### Exercise aim
List each line in the data below that contains the word "dark".

### Records for this task
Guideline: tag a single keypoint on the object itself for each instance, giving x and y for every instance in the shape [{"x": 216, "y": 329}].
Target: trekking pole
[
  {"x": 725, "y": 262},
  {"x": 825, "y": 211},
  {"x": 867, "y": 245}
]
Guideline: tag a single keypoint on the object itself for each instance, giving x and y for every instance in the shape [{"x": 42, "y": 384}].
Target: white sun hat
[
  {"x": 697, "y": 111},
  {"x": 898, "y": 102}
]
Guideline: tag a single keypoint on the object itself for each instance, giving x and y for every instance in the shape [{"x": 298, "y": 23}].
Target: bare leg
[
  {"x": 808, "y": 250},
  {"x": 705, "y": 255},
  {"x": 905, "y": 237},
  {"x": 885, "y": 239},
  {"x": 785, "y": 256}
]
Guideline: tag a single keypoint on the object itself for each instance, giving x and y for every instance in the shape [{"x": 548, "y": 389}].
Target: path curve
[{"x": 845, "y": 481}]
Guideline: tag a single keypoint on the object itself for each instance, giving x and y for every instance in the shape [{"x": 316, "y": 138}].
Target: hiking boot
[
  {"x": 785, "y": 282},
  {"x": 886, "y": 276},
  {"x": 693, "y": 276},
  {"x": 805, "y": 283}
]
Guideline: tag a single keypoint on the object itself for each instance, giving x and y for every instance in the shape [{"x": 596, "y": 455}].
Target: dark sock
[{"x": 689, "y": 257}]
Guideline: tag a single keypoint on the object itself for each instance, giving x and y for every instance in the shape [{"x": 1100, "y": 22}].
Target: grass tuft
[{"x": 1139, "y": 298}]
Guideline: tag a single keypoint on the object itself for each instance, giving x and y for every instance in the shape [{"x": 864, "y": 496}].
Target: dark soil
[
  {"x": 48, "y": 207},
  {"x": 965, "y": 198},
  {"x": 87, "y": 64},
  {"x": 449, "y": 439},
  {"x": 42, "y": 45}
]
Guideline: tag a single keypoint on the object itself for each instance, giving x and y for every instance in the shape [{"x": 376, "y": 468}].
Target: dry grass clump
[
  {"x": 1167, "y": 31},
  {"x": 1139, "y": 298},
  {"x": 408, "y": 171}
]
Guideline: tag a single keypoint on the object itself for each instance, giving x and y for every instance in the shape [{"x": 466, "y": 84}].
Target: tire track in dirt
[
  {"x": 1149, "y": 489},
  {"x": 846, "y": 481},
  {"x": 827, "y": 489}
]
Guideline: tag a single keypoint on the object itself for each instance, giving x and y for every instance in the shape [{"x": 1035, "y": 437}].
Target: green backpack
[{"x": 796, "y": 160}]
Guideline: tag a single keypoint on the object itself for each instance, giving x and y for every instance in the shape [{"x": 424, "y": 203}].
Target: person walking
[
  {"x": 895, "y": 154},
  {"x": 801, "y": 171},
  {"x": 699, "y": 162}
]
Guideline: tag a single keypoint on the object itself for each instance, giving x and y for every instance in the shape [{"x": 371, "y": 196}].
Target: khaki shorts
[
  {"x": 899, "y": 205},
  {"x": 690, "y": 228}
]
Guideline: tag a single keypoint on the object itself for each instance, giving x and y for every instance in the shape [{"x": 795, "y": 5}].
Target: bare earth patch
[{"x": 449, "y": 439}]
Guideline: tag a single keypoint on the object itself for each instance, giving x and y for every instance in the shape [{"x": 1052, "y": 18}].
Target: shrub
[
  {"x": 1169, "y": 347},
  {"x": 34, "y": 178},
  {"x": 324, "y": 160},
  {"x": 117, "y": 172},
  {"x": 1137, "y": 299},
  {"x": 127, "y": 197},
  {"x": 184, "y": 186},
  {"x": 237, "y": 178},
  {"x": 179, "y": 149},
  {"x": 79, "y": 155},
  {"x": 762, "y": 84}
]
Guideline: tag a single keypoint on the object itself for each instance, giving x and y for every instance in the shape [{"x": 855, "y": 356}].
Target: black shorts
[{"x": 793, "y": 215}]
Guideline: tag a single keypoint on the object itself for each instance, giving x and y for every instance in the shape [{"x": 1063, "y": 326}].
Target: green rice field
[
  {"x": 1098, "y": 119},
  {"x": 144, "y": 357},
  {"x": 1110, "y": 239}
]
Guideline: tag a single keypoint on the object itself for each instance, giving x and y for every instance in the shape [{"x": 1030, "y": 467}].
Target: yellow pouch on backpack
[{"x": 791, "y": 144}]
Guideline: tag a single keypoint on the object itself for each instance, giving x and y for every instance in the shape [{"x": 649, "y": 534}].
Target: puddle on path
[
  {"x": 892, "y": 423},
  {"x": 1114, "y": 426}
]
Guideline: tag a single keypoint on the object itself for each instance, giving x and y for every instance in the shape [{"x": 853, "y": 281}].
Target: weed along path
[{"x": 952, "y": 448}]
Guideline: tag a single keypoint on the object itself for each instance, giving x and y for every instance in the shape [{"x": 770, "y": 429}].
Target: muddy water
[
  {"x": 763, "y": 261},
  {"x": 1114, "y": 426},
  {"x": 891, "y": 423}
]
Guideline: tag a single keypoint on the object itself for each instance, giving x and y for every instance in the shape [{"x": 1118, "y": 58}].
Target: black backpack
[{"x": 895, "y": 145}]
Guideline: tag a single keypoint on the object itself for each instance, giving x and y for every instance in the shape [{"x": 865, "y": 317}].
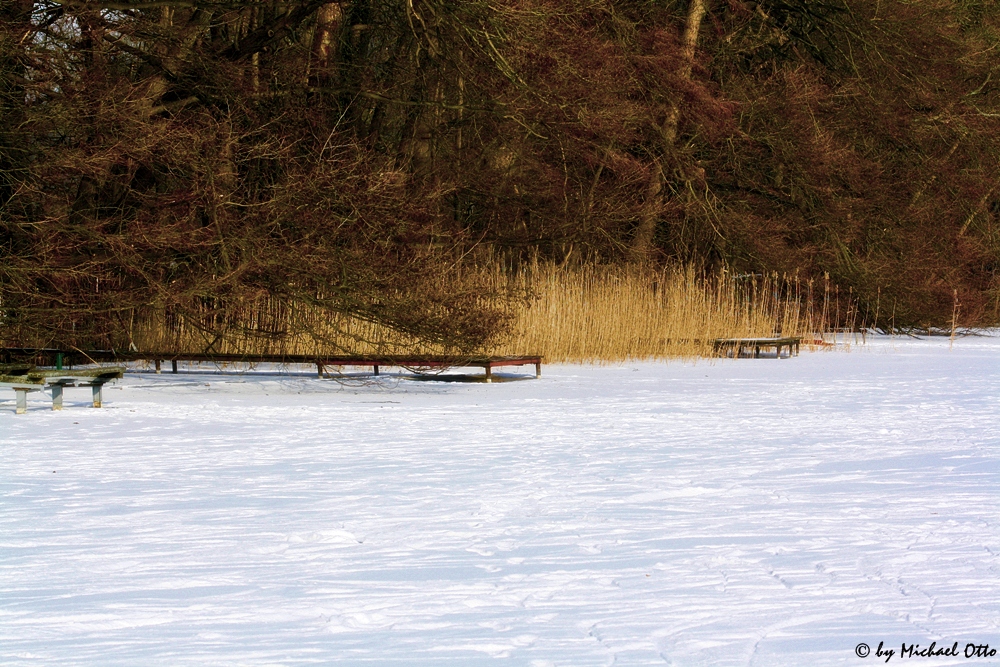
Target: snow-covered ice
[{"x": 736, "y": 512}]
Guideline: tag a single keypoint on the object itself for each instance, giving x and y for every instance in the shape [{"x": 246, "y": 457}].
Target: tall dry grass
[{"x": 567, "y": 314}]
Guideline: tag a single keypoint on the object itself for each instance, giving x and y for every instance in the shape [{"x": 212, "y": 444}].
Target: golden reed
[{"x": 567, "y": 314}]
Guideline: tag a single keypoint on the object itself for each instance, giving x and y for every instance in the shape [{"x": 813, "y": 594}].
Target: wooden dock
[
  {"x": 60, "y": 358},
  {"x": 752, "y": 347}
]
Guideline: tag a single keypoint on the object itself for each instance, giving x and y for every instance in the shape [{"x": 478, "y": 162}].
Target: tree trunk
[{"x": 642, "y": 241}]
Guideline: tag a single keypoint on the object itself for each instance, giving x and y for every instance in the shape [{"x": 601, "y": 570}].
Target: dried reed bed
[
  {"x": 567, "y": 314},
  {"x": 601, "y": 314}
]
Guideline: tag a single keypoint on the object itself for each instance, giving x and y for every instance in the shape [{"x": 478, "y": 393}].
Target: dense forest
[{"x": 358, "y": 156}]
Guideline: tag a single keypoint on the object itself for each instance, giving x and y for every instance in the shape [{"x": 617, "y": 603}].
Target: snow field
[{"x": 736, "y": 512}]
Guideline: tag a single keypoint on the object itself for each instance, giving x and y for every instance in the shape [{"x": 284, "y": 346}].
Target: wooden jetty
[
  {"x": 60, "y": 358},
  {"x": 752, "y": 347}
]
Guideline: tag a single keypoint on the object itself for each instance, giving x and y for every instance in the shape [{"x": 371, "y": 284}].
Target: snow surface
[{"x": 736, "y": 512}]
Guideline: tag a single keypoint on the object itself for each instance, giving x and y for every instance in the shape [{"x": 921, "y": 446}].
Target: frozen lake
[{"x": 736, "y": 512}]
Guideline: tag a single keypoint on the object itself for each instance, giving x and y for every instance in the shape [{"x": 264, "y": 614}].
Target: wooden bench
[
  {"x": 33, "y": 379},
  {"x": 737, "y": 347}
]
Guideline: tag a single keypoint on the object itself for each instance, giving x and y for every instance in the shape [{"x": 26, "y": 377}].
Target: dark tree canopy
[{"x": 189, "y": 156}]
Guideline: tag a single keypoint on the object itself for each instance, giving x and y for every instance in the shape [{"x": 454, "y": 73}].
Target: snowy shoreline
[{"x": 726, "y": 512}]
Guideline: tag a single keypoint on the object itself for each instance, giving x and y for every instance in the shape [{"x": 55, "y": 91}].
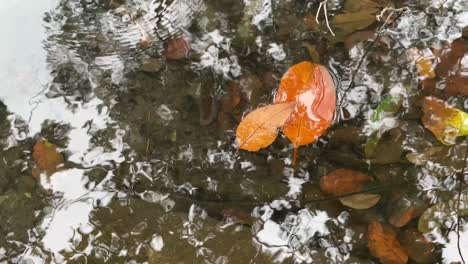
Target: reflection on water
[{"x": 151, "y": 170}]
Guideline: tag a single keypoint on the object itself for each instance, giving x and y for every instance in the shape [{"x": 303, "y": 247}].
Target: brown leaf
[
  {"x": 369, "y": 6},
  {"x": 418, "y": 247},
  {"x": 383, "y": 244},
  {"x": 177, "y": 49},
  {"x": 311, "y": 86},
  {"x": 361, "y": 200},
  {"x": 260, "y": 127},
  {"x": 46, "y": 156},
  {"x": 449, "y": 58},
  {"x": 343, "y": 181},
  {"x": 351, "y": 22},
  {"x": 457, "y": 85}
]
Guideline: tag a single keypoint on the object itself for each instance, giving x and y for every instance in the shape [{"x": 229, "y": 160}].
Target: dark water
[{"x": 151, "y": 172}]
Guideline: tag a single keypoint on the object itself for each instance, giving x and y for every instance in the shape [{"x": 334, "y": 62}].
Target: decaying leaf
[
  {"x": 369, "y": 6},
  {"x": 384, "y": 245},
  {"x": 404, "y": 209},
  {"x": 343, "y": 181},
  {"x": 46, "y": 156},
  {"x": 457, "y": 85},
  {"x": 445, "y": 122},
  {"x": 260, "y": 127},
  {"x": 436, "y": 216},
  {"x": 312, "y": 88},
  {"x": 177, "y": 49},
  {"x": 361, "y": 200},
  {"x": 351, "y": 22},
  {"x": 418, "y": 247},
  {"x": 421, "y": 158},
  {"x": 423, "y": 63},
  {"x": 381, "y": 121}
]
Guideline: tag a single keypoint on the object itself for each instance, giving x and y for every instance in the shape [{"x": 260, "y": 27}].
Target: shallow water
[{"x": 151, "y": 171}]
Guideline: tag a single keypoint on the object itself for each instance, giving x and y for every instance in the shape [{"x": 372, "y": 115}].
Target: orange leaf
[
  {"x": 46, "y": 156},
  {"x": 260, "y": 127},
  {"x": 343, "y": 181},
  {"x": 383, "y": 244},
  {"x": 312, "y": 88}
]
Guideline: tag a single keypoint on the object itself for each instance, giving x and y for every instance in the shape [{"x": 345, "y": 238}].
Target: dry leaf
[
  {"x": 361, "y": 200},
  {"x": 46, "y": 156},
  {"x": 383, "y": 244},
  {"x": 351, "y": 22},
  {"x": 312, "y": 88},
  {"x": 343, "y": 181},
  {"x": 260, "y": 127}
]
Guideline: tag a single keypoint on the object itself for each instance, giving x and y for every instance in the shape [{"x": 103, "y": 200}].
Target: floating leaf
[
  {"x": 361, "y": 200},
  {"x": 260, "y": 127},
  {"x": 384, "y": 245},
  {"x": 46, "y": 156},
  {"x": 445, "y": 122},
  {"x": 438, "y": 214},
  {"x": 343, "y": 181},
  {"x": 351, "y": 22},
  {"x": 311, "y": 86}
]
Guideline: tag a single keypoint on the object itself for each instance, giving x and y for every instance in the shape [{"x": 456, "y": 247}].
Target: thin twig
[
  {"x": 461, "y": 182},
  {"x": 323, "y": 5}
]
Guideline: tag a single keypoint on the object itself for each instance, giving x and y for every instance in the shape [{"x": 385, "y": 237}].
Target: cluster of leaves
[{"x": 304, "y": 109}]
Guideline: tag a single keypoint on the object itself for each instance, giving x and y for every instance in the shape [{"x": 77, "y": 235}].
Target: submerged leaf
[
  {"x": 46, "y": 156},
  {"x": 343, "y": 181},
  {"x": 436, "y": 216},
  {"x": 384, "y": 245},
  {"x": 361, "y": 200},
  {"x": 351, "y": 22},
  {"x": 445, "y": 122},
  {"x": 311, "y": 86},
  {"x": 260, "y": 127}
]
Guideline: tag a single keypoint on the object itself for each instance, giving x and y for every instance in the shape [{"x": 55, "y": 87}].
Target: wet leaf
[
  {"x": 423, "y": 63},
  {"x": 343, "y": 181},
  {"x": 403, "y": 210},
  {"x": 436, "y": 216},
  {"x": 369, "y": 6},
  {"x": 46, "y": 156},
  {"x": 384, "y": 245},
  {"x": 177, "y": 49},
  {"x": 449, "y": 57},
  {"x": 457, "y": 85},
  {"x": 260, "y": 127},
  {"x": 377, "y": 125},
  {"x": 358, "y": 36},
  {"x": 418, "y": 247},
  {"x": 445, "y": 122},
  {"x": 421, "y": 158},
  {"x": 361, "y": 200},
  {"x": 312, "y": 88},
  {"x": 351, "y": 22}
]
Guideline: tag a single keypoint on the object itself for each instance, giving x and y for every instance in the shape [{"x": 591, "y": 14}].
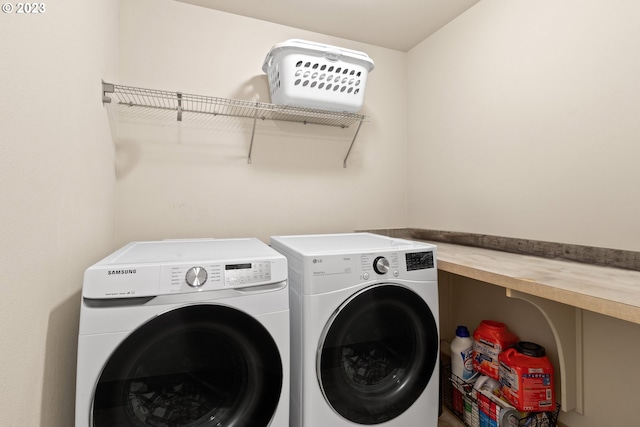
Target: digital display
[
  {"x": 244, "y": 266},
  {"x": 419, "y": 260}
]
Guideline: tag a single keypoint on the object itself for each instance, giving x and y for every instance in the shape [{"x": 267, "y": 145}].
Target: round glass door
[
  {"x": 201, "y": 365},
  {"x": 377, "y": 354}
]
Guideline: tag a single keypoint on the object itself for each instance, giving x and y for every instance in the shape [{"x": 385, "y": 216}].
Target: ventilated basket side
[{"x": 322, "y": 80}]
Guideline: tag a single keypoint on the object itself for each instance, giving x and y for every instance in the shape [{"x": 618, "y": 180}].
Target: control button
[
  {"x": 196, "y": 276},
  {"x": 381, "y": 265}
]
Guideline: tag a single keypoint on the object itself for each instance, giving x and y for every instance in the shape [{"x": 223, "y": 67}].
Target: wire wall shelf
[{"x": 209, "y": 105}]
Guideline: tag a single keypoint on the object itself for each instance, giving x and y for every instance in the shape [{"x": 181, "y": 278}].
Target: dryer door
[
  {"x": 377, "y": 354},
  {"x": 201, "y": 365}
]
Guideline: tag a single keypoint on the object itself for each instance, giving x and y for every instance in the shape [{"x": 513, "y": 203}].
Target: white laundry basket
[{"x": 314, "y": 75}]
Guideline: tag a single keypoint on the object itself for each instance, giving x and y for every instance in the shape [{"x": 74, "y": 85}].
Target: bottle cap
[
  {"x": 462, "y": 331},
  {"x": 530, "y": 349}
]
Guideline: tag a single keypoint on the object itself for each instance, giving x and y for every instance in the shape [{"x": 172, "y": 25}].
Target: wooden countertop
[{"x": 610, "y": 291}]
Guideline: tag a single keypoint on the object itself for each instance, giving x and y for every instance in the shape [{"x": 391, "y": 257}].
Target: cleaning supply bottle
[{"x": 461, "y": 354}]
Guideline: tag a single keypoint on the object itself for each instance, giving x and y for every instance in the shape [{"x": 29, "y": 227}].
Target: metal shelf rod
[{"x": 198, "y": 104}]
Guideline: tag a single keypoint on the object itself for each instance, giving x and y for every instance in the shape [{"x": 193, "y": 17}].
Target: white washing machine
[
  {"x": 185, "y": 333},
  {"x": 364, "y": 330}
]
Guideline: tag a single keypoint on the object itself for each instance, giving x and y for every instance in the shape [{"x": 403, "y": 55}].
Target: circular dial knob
[
  {"x": 381, "y": 265},
  {"x": 196, "y": 276}
]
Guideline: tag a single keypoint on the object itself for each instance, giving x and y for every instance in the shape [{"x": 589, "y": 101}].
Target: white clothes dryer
[
  {"x": 185, "y": 333},
  {"x": 364, "y": 330}
]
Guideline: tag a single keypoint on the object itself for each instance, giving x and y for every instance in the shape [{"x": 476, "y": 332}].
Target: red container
[
  {"x": 490, "y": 339},
  {"x": 526, "y": 378}
]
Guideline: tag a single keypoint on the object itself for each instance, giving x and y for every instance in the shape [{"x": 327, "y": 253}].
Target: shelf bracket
[
  {"x": 179, "y": 95},
  {"x": 107, "y": 88},
  {"x": 566, "y": 324},
  {"x": 344, "y": 163},
  {"x": 253, "y": 133}
]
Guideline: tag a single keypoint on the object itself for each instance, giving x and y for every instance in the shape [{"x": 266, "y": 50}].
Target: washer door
[
  {"x": 201, "y": 365},
  {"x": 377, "y": 354}
]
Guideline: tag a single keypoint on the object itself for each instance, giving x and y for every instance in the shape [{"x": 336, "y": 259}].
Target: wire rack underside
[{"x": 183, "y": 102}]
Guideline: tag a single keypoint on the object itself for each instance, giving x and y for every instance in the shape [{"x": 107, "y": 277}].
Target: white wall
[
  {"x": 57, "y": 181},
  {"x": 524, "y": 123},
  {"x": 191, "y": 179}
]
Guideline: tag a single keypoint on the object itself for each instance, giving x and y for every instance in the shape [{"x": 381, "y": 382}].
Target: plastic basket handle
[{"x": 332, "y": 56}]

### Exercise answer
Target: dark sock
Target: dark soil
Target: dark tree canopy
Target: dark water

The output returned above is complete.